++++ PAGE TEXT

According to the latest UN figures, more than 10 million Syrians, half the population, will need assistance over the next six months. And the UN children’s agency, Unicef, estimates four million children already require urgent humanitarian help.
The revised aid budget for the Middle East refugee crisis presents the UN with serious difficulties because the previous aid target of $1.5bn, to cover the first six months of the year, has yet to be fully met.
Although $1.2bn has now been contributed, an investigation by The Independent last month revealed that following a special aid conference held in Kuwait in January, a large shortfall in pledges from Syria’s wealthy oil-rich neighbours was creating a crisis for the UN’s World Food Programme’s efforts in refugee camps.
UN officials have admitted they may, once again, face difficulties in raising the record aid funds they are now asking for. Ertharin Cousin, executive director of the WFP, who is in London attending a global nutrition summit, told The Independent that “access to refugees” was now the main objective, given large parts of Syria are still no-go areas for relief agencies.
The Security Council is urging Syria to allow UN and other humanitarian groups into the strategic town of Qusayr, where civilians had become trapped by fighting between President Bashar al-Assad’s forces and rebel groups. The regime, which retook the town on Wednesday, had vowed to allow aid groups in to deliver food and medicine when fighting ceased.
Following the capture of Qusayr, Assad’s forces, aided by Hezbollah fighters, have directed efforts toward driving rebels from Homs and Aleppo.

++++++++

WORK REQUEST 1 >> Copy the stretch of the Syria aid article from "Although $1.2bn has" through "for relief agencies.".
WORK REQUEST 2 >> Proceed with the article on Syrian aid, picking up after its final sentence.

++++ DATASET RECORDS

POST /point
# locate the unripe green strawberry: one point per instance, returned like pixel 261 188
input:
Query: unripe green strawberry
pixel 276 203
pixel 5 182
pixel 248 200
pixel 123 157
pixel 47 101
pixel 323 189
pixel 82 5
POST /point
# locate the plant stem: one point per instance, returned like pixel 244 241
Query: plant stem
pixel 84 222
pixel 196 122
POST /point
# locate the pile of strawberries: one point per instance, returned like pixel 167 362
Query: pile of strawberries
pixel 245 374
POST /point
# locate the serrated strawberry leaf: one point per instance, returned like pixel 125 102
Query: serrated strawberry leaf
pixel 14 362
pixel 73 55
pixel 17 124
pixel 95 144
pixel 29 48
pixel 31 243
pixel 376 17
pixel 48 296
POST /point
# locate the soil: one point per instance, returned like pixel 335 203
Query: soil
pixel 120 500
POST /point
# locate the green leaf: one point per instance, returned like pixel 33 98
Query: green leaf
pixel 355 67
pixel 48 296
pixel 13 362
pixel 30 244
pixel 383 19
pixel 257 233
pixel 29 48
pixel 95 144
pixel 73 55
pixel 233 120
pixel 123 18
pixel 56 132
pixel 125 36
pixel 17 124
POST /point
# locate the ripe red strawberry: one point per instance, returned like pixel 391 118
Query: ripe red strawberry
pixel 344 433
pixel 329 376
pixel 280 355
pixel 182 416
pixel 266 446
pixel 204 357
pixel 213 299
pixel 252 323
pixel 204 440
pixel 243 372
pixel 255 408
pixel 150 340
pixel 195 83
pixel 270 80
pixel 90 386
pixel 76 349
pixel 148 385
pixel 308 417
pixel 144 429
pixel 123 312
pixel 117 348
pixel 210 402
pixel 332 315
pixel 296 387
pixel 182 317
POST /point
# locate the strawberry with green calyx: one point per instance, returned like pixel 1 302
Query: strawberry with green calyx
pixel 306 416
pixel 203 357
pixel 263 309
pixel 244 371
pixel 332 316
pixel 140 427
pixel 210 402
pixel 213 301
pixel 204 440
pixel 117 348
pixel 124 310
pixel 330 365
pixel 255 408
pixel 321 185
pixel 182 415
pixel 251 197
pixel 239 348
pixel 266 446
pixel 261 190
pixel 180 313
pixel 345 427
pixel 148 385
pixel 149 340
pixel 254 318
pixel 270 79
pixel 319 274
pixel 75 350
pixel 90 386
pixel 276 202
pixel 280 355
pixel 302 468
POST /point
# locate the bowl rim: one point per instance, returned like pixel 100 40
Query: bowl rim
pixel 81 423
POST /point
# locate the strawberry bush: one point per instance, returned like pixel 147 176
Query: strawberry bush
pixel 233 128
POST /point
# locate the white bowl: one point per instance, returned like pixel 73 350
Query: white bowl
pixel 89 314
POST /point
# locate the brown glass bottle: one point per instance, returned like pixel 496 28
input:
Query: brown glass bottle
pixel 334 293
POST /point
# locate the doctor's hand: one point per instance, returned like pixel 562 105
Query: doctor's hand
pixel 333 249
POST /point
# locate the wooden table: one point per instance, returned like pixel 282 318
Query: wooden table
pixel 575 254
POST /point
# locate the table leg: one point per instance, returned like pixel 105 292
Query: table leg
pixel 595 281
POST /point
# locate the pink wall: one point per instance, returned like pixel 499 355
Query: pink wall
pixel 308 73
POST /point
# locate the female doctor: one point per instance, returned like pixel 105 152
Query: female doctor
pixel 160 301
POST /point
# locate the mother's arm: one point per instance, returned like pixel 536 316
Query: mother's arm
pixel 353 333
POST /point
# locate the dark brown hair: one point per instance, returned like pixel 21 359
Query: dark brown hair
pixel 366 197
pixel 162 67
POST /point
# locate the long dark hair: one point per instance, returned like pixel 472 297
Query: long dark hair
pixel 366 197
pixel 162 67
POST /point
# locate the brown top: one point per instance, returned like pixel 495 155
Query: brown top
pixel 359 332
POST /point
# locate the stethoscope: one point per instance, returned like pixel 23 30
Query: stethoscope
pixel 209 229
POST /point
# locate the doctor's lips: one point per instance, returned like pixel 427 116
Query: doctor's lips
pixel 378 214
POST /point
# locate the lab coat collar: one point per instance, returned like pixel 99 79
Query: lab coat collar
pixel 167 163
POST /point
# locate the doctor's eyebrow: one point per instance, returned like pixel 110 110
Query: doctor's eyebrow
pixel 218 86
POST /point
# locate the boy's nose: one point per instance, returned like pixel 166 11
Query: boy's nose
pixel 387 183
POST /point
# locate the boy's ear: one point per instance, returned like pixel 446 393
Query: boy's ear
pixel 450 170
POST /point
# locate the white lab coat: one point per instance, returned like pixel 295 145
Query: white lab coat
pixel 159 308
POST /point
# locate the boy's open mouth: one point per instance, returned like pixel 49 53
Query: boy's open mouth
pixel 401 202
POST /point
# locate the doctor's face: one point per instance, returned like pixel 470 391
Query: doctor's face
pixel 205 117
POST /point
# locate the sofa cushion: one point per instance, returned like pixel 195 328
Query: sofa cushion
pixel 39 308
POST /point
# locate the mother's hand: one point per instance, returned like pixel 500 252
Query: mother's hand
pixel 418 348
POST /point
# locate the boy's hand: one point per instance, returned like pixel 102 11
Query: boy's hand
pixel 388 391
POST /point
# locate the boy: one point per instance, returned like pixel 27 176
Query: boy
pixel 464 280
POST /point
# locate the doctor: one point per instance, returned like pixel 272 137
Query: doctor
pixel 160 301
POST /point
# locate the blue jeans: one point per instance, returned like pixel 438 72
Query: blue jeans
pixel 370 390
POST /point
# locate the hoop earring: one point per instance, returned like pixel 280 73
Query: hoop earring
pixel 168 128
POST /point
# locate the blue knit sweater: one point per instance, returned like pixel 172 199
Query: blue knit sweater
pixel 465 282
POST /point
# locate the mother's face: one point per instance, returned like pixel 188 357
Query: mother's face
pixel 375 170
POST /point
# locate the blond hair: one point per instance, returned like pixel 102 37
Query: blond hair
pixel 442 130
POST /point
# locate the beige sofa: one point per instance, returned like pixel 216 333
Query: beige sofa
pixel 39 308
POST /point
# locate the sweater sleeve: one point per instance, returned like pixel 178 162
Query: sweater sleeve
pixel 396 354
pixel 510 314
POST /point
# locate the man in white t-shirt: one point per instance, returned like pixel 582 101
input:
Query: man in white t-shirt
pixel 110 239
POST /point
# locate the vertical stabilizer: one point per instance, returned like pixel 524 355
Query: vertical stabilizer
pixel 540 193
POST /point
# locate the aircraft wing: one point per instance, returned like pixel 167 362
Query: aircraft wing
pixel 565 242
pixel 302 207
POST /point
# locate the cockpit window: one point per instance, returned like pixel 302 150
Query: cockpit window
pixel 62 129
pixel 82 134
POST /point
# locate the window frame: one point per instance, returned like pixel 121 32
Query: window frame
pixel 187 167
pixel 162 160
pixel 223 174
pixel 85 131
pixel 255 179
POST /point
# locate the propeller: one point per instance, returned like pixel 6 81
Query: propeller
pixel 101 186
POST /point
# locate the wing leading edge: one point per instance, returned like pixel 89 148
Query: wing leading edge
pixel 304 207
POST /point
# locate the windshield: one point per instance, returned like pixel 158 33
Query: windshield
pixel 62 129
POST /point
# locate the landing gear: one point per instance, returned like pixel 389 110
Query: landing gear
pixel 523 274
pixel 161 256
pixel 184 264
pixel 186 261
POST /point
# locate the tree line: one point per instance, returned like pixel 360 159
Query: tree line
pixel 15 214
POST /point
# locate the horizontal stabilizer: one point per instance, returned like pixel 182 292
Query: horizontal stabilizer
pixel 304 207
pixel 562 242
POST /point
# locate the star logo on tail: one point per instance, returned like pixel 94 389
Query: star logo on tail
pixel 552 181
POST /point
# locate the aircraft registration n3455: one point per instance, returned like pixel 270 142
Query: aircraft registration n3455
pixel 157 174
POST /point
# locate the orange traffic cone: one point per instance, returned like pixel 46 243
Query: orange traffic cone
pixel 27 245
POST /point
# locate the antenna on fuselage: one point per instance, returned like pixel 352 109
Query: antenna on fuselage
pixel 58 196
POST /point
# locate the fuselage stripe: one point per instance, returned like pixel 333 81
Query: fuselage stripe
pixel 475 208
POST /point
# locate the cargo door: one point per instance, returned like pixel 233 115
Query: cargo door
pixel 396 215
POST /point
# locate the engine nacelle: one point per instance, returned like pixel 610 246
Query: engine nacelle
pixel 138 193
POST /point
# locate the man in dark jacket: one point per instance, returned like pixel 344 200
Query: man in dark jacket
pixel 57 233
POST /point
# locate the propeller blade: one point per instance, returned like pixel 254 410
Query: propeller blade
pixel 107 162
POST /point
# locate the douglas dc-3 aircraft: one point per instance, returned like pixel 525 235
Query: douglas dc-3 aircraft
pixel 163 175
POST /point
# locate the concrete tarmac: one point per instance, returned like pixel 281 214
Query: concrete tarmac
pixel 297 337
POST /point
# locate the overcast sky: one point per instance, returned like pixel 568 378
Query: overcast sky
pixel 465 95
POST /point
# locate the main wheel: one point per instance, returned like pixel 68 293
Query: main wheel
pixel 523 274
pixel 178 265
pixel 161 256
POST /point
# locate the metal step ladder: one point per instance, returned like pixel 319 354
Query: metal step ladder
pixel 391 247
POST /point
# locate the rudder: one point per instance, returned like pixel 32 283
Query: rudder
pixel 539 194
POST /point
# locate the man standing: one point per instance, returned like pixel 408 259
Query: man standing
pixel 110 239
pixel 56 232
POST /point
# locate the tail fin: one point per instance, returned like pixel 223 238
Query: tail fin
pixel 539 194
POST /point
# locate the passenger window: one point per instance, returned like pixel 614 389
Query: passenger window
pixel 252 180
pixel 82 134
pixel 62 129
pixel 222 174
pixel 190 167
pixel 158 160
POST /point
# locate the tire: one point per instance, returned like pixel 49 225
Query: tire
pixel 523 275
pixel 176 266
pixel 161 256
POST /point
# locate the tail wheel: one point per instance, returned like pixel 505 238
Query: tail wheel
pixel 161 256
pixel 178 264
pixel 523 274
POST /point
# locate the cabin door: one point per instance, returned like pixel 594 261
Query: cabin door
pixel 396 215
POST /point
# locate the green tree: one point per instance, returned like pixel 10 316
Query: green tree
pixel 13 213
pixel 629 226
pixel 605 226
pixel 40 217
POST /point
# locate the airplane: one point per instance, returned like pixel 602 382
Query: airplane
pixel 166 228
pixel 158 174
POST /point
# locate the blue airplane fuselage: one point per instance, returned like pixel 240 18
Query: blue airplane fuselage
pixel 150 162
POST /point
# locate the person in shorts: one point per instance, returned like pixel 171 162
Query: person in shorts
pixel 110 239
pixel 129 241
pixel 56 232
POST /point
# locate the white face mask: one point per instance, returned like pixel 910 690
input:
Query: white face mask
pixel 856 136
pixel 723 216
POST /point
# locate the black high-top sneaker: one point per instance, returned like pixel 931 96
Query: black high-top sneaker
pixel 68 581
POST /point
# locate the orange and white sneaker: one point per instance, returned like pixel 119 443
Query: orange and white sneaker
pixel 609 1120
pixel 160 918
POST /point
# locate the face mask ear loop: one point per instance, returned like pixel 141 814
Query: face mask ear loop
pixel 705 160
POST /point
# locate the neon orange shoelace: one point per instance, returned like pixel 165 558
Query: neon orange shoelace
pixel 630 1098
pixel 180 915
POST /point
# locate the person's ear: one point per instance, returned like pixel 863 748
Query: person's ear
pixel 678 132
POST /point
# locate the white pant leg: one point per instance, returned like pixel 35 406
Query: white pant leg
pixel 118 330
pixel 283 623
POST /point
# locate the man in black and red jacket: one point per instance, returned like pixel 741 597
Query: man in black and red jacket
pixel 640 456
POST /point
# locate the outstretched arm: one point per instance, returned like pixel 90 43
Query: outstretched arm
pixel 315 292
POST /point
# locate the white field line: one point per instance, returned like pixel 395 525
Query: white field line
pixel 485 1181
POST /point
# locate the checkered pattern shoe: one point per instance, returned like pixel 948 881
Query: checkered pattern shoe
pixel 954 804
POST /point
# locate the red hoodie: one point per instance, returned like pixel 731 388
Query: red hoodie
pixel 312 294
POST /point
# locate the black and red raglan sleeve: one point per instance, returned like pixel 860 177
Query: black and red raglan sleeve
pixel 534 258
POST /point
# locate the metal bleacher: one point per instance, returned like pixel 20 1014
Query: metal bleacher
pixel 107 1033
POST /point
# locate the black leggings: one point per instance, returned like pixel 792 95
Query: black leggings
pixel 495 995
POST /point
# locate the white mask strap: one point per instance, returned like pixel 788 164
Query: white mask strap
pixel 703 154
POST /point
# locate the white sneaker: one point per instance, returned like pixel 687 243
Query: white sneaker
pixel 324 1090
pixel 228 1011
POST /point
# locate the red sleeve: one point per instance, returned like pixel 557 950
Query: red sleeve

++++++++

EXPECTED ANSWER 1 >>
Although $1.2bn has now been contributed, an investigation by The Independent last month revealed that following a special aid conference held in Kuwait in January, a large shortfall in pledges from Syria’s wealthy oil-rich neighbours was creating a crisis for the UN’s World Food Programme’s efforts in refugee camps.
UN officials have admitted they may, once again, face difficulties in raising the record aid funds they are now asking for. Ertharin Cousin, executive director of the WFP, who is in London attending a global nutrition summit, told The Independent that “access to refugees” was now the main objective, given large parts of Syria are still no-go areas for relief agencies.

EXPECTED ANSWER 2 >>
The $5bn (£3.2bn) appeal was launched by the UN in Geneva. It said it had revised the scale of what was needed because of the worsening security situation. The UN’s Emergency Relief Co-ordinator, Baroness Valerie Amos, said: “Between January and April, the number of people displaced in Syria more than doubled. These are massive figures, but those figures mask a human tragedy.”
The UN now expects refugees numbers, currently at 1.5 million, to rise to 3.5 million before the end of 2013. But medium-term UN estimates say the war’s effects will eventually involve seven million Syrians within their country, and millions more who have fled over its borders.
The UN High Commissioner for Refugees, Antonio Guterres, told reporters that camps were currently receiving 7,000 new arrivals every day. “Funding Syria’s humanitarian needs is a matter not only of generosity but enlightened self-interest,” he said.
Camps in Lebanon and Jordan are housing half a million refugees. Their governments were involved in the UN appeal and have ask for $800m (£515m) to help meet the growing costs.